» TASK GOAL
Below are some records. Pull every line that contains the word "white".

═════ SOURCE MATERIAL

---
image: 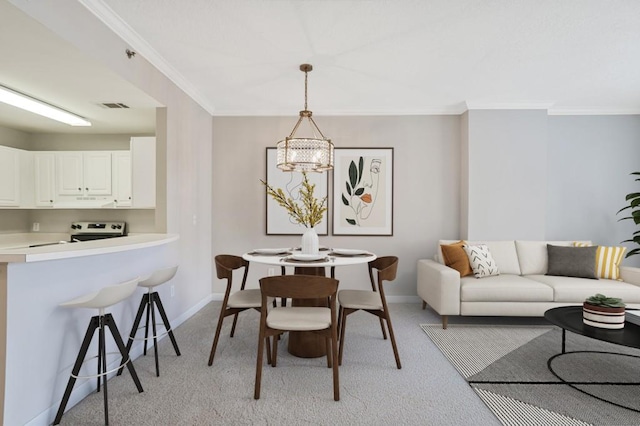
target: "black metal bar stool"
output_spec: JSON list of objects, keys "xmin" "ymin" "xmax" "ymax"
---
[
  {"xmin": 54, "ymin": 277, "xmax": 144, "ymax": 425},
  {"xmin": 118, "ymin": 265, "xmax": 181, "ymax": 377}
]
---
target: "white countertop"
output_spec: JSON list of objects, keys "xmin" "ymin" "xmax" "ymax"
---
[{"xmin": 0, "ymin": 233, "xmax": 179, "ymax": 263}]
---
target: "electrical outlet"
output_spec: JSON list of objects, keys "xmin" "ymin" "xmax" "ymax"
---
[
  {"xmin": 32, "ymin": 222, "xmax": 39, "ymax": 232},
  {"xmin": 170, "ymin": 285, "xmax": 175, "ymax": 297}
]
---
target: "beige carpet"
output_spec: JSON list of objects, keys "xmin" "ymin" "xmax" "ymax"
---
[{"xmin": 55, "ymin": 302, "xmax": 499, "ymax": 425}]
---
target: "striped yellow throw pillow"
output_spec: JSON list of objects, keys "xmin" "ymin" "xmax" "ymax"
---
[{"xmin": 573, "ymin": 242, "xmax": 626, "ymax": 280}]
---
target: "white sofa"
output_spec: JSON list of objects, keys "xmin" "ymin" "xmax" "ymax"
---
[{"xmin": 417, "ymin": 240, "xmax": 640, "ymax": 328}]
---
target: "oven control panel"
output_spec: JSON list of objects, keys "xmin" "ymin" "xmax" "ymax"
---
[{"xmin": 70, "ymin": 221, "xmax": 127, "ymax": 235}]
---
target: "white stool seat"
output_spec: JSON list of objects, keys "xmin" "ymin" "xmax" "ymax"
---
[
  {"xmin": 138, "ymin": 265, "xmax": 178, "ymax": 289},
  {"xmin": 60, "ymin": 278, "xmax": 139, "ymax": 310}
]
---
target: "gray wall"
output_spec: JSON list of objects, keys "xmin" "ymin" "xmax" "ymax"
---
[
  {"xmin": 547, "ymin": 115, "xmax": 640, "ymax": 267},
  {"xmin": 465, "ymin": 110, "xmax": 549, "ymax": 240},
  {"xmin": 212, "ymin": 115, "xmax": 461, "ymax": 298}
]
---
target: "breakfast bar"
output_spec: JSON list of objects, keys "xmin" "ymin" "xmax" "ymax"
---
[{"xmin": 0, "ymin": 233, "xmax": 179, "ymax": 426}]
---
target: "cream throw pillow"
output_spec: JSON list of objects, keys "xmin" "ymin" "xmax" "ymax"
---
[
  {"xmin": 462, "ymin": 244, "xmax": 500, "ymax": 278},
  {"xmin": 573, "ymin": 242, "xmax": 626, "ymax": 280}
]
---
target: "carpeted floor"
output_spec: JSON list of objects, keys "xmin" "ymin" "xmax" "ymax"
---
[
  {"xmin": 55, "ymin": 302, "xmax": 500, "ymax": 425},
  {"xmin": 421, "ymin": 324, "xmax": 640, "ymax": 426}
]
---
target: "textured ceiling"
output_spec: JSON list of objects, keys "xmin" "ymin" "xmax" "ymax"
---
[{"xmin": 87, "ymin": 0, "xmax": 640, "ymax": 116}]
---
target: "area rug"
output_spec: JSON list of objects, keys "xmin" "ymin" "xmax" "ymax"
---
[{"xmin": 421, "ymin": 324, "xmax": 640, "ymax": 426}]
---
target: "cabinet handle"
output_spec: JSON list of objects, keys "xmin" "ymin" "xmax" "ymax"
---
[
  {"xmin": 78, "ymin": 188, "xmax": 81, "ymax": 191},
  {"xmin": 49, "ymin": 200, "xmax": 53, "ymax": 203},
  {"xmin": 85, "ymin": 187, "xmax": 88, "ymax": 191}
]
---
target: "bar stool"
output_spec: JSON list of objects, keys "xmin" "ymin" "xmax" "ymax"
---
[
  {"xmin": 54, "ymin": 277, "xmax": 144, "ymax": 425},
  {"xmin": 118, "ymin": 266, "xmax": 181, "ymax": 377}
]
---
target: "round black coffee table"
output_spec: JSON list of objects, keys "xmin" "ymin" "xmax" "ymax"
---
[
  {"xmin": 545, "ymin": 306, "xmax": 640, "ymax": 353},
  {"xmin": 544, "ymin": 306, "xmax": 640, "ymax": 412}
]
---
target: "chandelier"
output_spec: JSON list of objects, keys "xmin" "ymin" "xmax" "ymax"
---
[{"xmin": 276, "ymin": 64, "xmax": 334, "ymax": 172}]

══════════

» RESULT BELOW
target: "white countertop"
target: "white sofa"
target: "white stool seat"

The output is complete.